DATASET EXCERPTS:
.....

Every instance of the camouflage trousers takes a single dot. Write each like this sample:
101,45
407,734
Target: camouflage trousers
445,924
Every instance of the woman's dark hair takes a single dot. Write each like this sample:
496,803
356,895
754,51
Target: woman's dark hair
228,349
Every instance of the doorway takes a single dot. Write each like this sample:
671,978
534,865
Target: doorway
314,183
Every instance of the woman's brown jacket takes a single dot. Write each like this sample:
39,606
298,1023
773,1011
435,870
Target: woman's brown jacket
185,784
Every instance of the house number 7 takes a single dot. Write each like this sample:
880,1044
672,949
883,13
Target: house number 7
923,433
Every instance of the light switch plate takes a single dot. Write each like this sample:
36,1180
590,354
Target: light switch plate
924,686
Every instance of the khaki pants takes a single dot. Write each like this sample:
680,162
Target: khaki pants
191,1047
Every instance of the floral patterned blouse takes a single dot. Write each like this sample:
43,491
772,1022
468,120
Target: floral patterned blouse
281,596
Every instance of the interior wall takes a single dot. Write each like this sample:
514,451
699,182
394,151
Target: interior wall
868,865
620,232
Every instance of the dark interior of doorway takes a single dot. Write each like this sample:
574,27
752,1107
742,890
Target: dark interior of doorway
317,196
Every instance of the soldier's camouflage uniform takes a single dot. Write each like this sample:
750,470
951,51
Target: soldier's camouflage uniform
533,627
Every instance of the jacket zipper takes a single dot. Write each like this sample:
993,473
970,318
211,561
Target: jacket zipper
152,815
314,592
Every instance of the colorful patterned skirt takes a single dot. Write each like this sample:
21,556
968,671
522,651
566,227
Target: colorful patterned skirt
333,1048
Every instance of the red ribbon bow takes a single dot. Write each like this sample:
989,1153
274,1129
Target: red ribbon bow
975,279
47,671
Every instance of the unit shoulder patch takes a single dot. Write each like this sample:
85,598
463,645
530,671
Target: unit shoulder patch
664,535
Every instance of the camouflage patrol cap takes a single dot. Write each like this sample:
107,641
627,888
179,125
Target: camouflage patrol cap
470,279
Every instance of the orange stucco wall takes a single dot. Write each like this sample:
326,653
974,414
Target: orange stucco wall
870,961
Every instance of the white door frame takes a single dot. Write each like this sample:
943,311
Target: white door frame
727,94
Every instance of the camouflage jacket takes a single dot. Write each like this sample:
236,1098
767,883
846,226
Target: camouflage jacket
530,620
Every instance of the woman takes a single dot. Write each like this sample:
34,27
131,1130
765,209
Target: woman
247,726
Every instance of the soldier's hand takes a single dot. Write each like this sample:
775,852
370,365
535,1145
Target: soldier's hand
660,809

.....

WHAT IS REQUIRED: Each line above is to be set down again verbatim.

EXPECTED ANSWER:
Every instance of the camouflage trousers takes a single dot. Write each like this sample:
101,45
407,734
Target: camouflage trousers
445,924
Every instance of the woman's dark hair takes a single dot. Write each like this sample:
496,803
356,895
754,51
Target: woman's dark hair
228,349
Every instance of the doorway takes a single dot. Write each like this sample:
671,978
534,865
Target: doorway
314,183
Every instance of the woman's brown jacket takes a single dot. Write each like this sample:
39,606
298,1023
773,1011
435,870
Target: woman's brown jacket
185,784
Every instance of the house number 7 takes a single dot. Write each like this sample:
880,1044
672,949
883,13
Target: house number 7
923,433
Every instance of the light switch plate takes a single dot. Write each like this sample:
36,1180
590,354
Target: light switch plate
924,686
Every instance of the khaki pants takes a single dot. Write each like this sample:
680,162
Target: khaki pants
191,1047
Every instance of the floral patterned blouse takes a single dot. Write each like this sample:
43,491
772,1022
468,120
Target: floral patterned blouse
281,596
Every instance of the interior wall takes a single dot. Write each like this sample:
514,451
699,182
394,151
Target: interior wall
868,865
620,232
Every instance of the dark interior of doorway takes a single dot. Write each like this sample:
574,27
752,1107
742,890
Target: dark interior of doorway
317,196
Every instance of the soldier's camouflage uniform takes a single dot. Write each like this sample:
750,470
951,51
Target: soldier's camouflage uniform
533,627
Every instance of the jacket zipper takes a single dot. Write each like this sample:
993,473
970,318
211,561
Target: jacket zipper
152,815
314,592
Every instance of the colorful patterned skirt takes a single dot. Write each like this sample:
21,556
968,671
522,651
566,227
Target: colorful patterned skirt
333,1048
Every instance of the red ribbon bow takes a single dot. Write each like this sample:
989,1153
274,1129
Target: red ribbon bow
975,279
47,671
Every instance of the unit shoulder patch takes a single dot. Write each like this sample:
85,598
463,645
530,671
Target: unit shoulder patch
664,535
Every instance of the camouflage patrol cap takes a single dot. Write each like this sample:
107,641
627,888
179,125
Target: camouflage patrol cap
470,279
Every instance of the orange stucco wall takes a single dot. Write each like this sample:
326,653
974,414
Target: orange stucco wall
870,961
Every instance of the white door frame takes a single dot. Write each like this sample:
943,311
Target: white door frame
727,94
Every instance of the camouflage jacket takes a single dot. Write each like this sample:
236,1098
767,883
846,226
Target: camouflage jacket
530,620
Every instance of the woman takes a single dot. Write each like this sample:
34,27
131,1130
765,209
Target: woman
247,726
Every instance of the soldier's hand takes a single dot. Write each like this sample:
775,852
370,365
535,1145
Target: soldier's hand
660,809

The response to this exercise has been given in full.